• Input records:
------------------------------------------------------------
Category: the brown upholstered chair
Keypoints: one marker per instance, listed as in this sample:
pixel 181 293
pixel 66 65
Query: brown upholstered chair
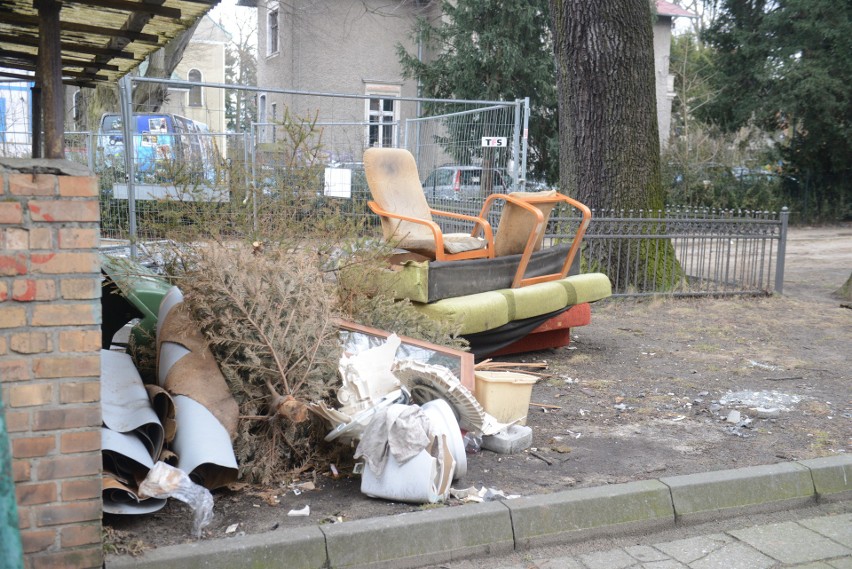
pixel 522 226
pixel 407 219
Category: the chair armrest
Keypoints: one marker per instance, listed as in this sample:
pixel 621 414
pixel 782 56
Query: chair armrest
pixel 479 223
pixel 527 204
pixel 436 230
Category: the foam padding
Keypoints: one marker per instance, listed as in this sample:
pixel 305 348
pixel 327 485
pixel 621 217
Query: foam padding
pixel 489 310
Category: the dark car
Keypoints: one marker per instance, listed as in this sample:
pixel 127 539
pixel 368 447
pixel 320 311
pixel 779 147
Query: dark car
------------------------------------------------------------
• What you need to do:
Update all of the data by replacing "Query" with "Prompt" and leaving everything else unchanged. Leave the pictures out of your answer.

• The answer:
Category: the brown upholstered chair
Keypoints: one marker per instance, listed as in this sample:
pixel 181 293
pixel 66 65
Prompt: brown upholstered chair
pixel 522 226
pixel 407 219
Category: the chair armrest
Keypoints: one marker per instance, listed as in this sample:
pixel 621 414
pixel 782 56
Prompt: chair armrest
pixel 479 223
pixel 527 204
pixel 436 230
Category: the foam padding
Keypoints: one marker per instance, listed as in this sample:
pixel 305 348
pixel 327 485
pixel 621 217
Prompt: foam padding
pixel 489 310
Category: the dark car
Keypoints: one marker per instance, listed as in this sample:
pixel 127 539
pixel 368 447
pixel 320 311
pixel 779 147
Prompt: dark car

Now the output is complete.